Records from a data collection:

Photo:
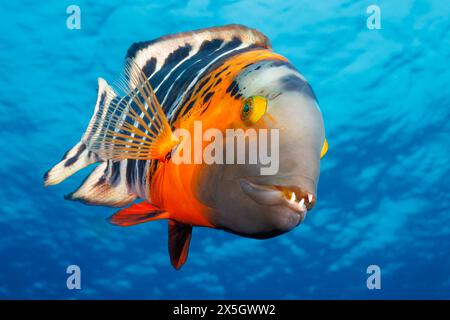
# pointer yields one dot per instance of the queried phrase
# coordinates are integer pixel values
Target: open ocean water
(384, 188)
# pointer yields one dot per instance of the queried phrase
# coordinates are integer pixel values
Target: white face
(261, 206)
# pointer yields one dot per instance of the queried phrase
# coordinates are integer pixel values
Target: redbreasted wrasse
(227, 78)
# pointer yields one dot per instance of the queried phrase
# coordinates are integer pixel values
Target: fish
(225, 78)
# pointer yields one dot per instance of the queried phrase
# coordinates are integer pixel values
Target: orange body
(173, 185)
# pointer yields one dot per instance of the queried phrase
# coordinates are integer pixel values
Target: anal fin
(179, 239)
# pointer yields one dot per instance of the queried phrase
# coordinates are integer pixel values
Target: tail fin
(79, 156)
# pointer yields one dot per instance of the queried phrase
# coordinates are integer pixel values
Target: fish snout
(292, 196)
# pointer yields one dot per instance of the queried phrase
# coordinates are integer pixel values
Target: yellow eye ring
(253, 108)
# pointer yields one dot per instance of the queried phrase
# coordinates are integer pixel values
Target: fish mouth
(293, 197)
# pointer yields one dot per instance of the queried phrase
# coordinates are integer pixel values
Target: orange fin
(179, 239)
(138, 213)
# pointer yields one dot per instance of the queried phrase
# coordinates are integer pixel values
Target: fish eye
(253, 108)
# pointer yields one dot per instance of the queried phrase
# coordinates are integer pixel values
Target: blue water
(384, 188)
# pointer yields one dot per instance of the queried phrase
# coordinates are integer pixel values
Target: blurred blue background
(384, 189)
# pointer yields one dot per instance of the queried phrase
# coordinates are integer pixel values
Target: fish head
(268, 198)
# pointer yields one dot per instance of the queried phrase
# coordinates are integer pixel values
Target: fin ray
(96, 191)
(133, 127)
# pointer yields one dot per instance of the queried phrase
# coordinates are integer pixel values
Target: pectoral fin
(179, 240)
(138, 213)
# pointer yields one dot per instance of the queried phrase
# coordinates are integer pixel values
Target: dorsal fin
(151, 56)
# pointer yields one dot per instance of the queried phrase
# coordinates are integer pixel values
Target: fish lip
(275, 195)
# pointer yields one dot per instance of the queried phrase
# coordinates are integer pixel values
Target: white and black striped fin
(74, 160)
(174, 64)
(95, 190)
(80, 156)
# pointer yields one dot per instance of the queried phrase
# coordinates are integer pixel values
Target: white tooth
(292, 197)
(302, 202)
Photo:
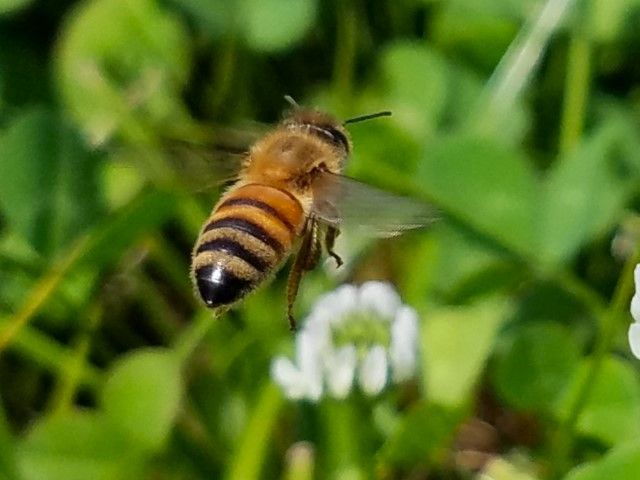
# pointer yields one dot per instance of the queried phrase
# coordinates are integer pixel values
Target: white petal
(373, 371)
(635, 307)
(403, 350)
(340, 367)
(285, 374)
(380, 298)
(634, 339)
(635, 301)
(309, 363)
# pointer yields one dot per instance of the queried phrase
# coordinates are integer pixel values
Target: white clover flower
(634, 328)
(354, 335)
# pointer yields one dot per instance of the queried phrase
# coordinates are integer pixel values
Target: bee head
(321, 125)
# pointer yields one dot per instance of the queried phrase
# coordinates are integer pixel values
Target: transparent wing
(341, 200)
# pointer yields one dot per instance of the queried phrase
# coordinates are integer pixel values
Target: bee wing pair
(340, 200)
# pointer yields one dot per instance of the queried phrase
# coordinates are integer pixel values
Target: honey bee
(290, 196)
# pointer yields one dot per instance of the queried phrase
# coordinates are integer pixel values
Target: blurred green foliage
(109, 367)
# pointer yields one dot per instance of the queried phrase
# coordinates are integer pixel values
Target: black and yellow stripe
(248, 235)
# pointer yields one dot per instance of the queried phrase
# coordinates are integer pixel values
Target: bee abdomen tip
(217, 286)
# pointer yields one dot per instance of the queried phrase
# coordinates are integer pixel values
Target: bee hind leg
(329, 241)
(306, 259)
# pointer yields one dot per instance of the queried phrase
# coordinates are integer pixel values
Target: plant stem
(345, 50)
(253, 446)
(65, 391)
(607, 326)
(193, 335)
(576, 89)
(43, 289)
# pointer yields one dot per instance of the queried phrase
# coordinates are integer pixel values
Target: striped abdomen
(249, 233)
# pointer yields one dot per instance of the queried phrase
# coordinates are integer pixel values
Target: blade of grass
(51, 356)
(64, 393)
(516, 68)
(8, 466)
(252, 449)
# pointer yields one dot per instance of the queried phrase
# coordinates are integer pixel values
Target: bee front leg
(306, 258)
(329, 241)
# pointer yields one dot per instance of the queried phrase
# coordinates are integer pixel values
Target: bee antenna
(362, 118)
(289, 99)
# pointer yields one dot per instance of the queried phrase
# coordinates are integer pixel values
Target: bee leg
(306, 258)
(329, 241)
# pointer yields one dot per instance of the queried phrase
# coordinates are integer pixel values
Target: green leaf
(76, 445)
(585, 193)
(455, 345)
(9, 6)
(422, 436)
(480, 30)
(417, 95)
(48, 181)
(142, 395)
(534, 365)
(8, 465)
(121, 67)
(273, 25)
(612, 411)
(622, 463)
(490, 188)
(215, 17)
(111, 239)
(609, 19)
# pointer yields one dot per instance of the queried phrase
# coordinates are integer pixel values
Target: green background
(120, 118)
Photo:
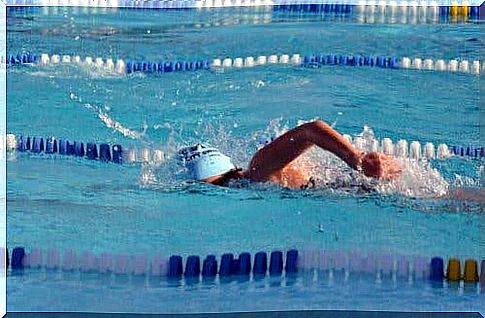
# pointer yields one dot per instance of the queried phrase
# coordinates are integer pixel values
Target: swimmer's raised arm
(281, 152)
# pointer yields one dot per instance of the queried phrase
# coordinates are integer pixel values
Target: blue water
(68, 203)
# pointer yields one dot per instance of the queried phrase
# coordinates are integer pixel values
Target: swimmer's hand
(378, 165)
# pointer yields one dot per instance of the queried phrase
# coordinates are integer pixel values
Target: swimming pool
(69, 203)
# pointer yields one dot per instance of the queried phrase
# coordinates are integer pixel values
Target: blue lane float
(119, 155)
(51, 146)
(310, 61)
(231, 268)
(445, 9)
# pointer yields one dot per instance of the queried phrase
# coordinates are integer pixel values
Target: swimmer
(273, 163)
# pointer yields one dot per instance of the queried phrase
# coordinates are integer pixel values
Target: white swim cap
(203, 161)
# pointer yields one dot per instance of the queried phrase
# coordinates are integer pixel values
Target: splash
(418, 179)
(109, 121)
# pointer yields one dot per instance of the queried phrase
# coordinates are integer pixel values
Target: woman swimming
(274, 161)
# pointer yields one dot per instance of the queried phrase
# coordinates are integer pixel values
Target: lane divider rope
(463, 8)
(90, 150)
(312, 61)
(316, 12)
(261, 264)
(117, 154)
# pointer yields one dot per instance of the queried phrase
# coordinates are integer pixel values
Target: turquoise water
(69, 203)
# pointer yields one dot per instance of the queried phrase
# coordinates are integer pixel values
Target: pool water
(69, 203)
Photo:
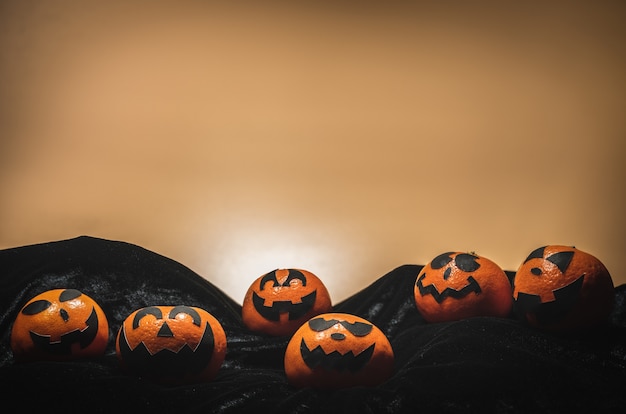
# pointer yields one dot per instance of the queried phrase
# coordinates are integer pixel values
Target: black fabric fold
(477, 364)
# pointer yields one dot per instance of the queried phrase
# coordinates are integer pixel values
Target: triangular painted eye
(269, 277)
(321, 324)
(536, 254)
(441, 260)
(186, 310)
(561, 260)
(35, 307)
(294, 274)
(467, 262)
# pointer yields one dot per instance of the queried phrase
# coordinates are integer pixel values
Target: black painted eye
(295, 275)
(536, 254)
(195, 316)
(321, 324)
(561, 260)
(35, 307)
(467, 262)
(441, 260)
(270, 277)
(69, 294)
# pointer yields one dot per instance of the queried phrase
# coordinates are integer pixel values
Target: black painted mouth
(64, 345)
(549, 312)
(334, 361)
(295, 310)
(471, 287)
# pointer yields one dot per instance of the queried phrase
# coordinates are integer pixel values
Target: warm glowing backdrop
(346, 139)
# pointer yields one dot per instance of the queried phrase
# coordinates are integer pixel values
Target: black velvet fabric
(473, 365)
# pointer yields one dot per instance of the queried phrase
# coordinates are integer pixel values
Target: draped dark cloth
(475, 365)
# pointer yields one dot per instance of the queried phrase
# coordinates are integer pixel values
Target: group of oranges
(556, 288)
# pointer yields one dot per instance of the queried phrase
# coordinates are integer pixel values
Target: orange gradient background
(346, 139)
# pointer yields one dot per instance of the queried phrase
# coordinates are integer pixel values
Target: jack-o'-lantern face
(278, 302)
(561, 288)
(172, 344)
(456, 285)
(59, 324)
(337, 350)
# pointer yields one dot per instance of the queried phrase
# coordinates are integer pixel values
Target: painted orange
(459, 285)
(338, 350)
(280, 301)
(561, 288)
(59, 324)
(172, 344)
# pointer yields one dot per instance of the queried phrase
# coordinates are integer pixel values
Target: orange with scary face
(278, 302)
(561, 288)
(338, 350)
(172, 344)
(457, 285)
(59, 324)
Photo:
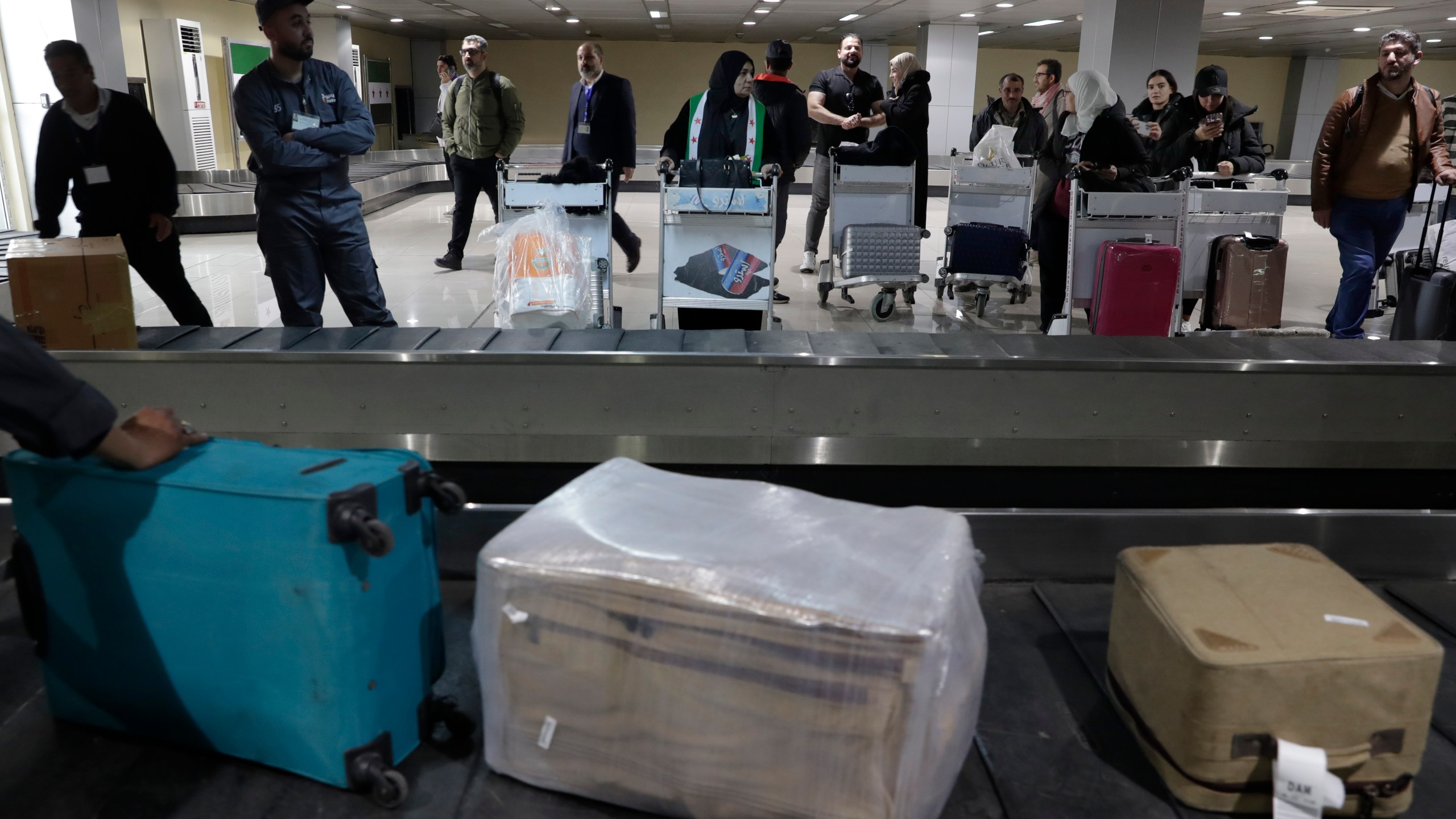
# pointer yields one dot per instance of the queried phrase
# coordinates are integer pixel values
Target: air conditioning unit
(359, 71)
(180, 97)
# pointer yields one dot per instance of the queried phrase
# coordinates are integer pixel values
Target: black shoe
(635, 257)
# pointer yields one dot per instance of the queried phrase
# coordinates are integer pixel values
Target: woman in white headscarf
(1094, 135)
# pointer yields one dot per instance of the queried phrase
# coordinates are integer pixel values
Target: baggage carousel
(222, 201)
(1049, 742)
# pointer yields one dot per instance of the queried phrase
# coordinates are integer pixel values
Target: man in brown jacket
(1376, 142)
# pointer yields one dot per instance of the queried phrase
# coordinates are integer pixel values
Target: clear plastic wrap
(996, 149)
(730, 649)
(542, 279)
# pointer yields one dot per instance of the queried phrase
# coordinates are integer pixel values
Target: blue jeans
(1366, 231)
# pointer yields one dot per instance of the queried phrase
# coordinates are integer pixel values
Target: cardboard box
(73, 293)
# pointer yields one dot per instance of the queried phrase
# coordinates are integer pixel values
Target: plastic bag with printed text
(996, 149)
(541, 271)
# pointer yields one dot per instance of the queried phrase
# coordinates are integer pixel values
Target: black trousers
(621, 234)
(471, 177)
(158, 263)
(1052, 248)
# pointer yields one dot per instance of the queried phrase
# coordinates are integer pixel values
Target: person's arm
(514, 120)
(1251, 152)
(276, 155)
(819, 113)
(51, 177)
(800, 131)
(628, 161)
(354, 133)
(448, 117)
(1327, 149)
(676, 138)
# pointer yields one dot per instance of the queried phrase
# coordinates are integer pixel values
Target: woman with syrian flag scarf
(724, 121)
(1095, 136)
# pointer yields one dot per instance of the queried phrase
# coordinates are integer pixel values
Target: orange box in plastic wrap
(73, 293)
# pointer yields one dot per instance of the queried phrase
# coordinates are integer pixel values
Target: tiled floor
(228, 273)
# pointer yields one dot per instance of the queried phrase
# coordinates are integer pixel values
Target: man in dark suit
(602, 126)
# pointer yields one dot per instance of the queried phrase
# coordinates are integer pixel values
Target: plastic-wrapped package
(541, 274)
(730, 649)
(996, 149)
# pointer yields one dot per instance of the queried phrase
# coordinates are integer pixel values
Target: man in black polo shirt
(841, 102)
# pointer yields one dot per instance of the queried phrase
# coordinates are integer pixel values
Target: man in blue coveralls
(303, 120)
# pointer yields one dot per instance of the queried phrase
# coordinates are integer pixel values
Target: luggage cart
(589, 210)
(1222, 212)
(870, 195)
(1107, 218)
(730, 229)
(992, 196)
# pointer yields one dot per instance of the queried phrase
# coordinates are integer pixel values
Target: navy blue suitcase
(983, 250)
(282, 605)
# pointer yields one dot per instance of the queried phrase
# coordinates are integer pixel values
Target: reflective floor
(228, 273)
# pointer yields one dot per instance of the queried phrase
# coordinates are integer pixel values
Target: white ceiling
(895, 21)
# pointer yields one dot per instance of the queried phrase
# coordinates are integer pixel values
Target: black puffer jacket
(1238, 144)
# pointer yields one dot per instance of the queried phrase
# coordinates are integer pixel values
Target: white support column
(334, 43)
(950, 51)
(1312, 88)
(1127, 40)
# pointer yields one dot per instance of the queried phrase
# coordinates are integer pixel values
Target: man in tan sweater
(1376, 140)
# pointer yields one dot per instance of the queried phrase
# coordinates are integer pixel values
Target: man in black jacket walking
(602, 126)
(789, 120)
(121, 172)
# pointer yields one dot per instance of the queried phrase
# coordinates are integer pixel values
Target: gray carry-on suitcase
(882, 250)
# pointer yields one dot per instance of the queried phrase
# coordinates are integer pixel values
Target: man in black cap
(789, 120)
(303, 118)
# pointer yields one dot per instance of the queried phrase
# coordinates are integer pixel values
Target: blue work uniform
(311, 222)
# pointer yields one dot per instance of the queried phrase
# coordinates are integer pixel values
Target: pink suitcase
(1135, 291)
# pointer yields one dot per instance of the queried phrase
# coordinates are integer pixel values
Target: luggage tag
(1304, 784)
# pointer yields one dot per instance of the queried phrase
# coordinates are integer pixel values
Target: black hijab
(724, 125)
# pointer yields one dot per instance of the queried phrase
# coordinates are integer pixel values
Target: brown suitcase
(1216, 652)
(1246, 288)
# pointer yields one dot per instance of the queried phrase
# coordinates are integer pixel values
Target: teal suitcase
(280, 605)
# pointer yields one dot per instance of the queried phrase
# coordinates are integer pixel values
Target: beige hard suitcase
(1216, 652)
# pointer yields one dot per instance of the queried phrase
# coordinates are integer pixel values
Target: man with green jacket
(482, 121)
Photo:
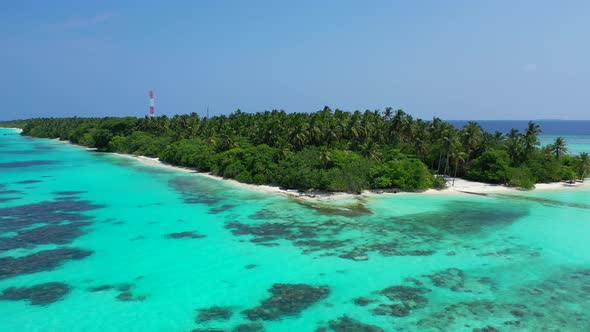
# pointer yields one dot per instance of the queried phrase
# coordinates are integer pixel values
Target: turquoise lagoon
(131, 247)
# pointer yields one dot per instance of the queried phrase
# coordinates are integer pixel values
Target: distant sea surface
(96, 242)
(575, 132)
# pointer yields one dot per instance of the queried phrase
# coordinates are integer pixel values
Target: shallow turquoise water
(575, 143)
(466, 261)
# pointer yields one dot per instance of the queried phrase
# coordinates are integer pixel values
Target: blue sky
(525, 59)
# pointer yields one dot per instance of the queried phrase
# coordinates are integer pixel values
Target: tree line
(330, 150)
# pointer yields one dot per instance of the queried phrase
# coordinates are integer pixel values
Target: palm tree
(584, 164)
(531, 137)
(558, 147)
(471, 137)
(459, 157)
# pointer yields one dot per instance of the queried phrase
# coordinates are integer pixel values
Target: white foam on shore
(460, 187)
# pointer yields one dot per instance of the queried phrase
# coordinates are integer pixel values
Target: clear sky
(503, 59)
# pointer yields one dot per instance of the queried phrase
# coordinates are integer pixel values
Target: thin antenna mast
(152, 104)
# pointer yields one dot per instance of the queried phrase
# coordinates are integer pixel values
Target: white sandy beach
(460, 187)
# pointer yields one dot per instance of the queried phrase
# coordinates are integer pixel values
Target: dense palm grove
(326, 150)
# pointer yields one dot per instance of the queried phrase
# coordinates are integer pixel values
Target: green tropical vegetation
(326, 150)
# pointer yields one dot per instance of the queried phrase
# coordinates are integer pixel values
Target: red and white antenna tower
(152, 104)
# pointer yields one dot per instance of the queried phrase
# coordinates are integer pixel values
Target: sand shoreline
(461, 187)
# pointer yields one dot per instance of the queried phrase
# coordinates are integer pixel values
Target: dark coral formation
(408, 297)
(347, 324)
(461, 217)
(50, 212)
(56, 234)
(222, 208)
(28, 181)
(128, 296)
(458, 281)
(363, 301)
(249, 327)
(194, 191)
(213, 313)
(40, 261)
(184, 235)
(287, 300)
(42, 294)
(70, 193)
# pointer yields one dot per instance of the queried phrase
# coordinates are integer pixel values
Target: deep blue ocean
(549, 127)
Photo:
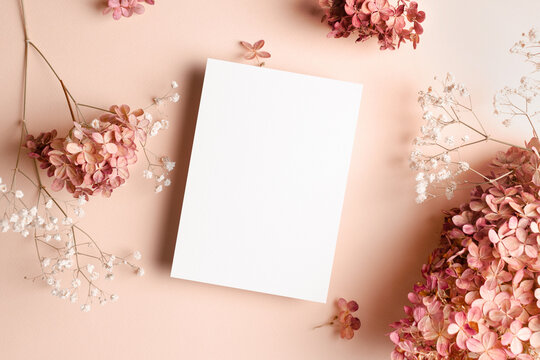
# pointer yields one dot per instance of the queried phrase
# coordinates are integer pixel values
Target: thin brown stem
(69, 102)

* [Problem description]: Show each line from the records above that contains the word "palm".

* [Answer to the exercise]:
Target: palm tree
Target: dense palm grove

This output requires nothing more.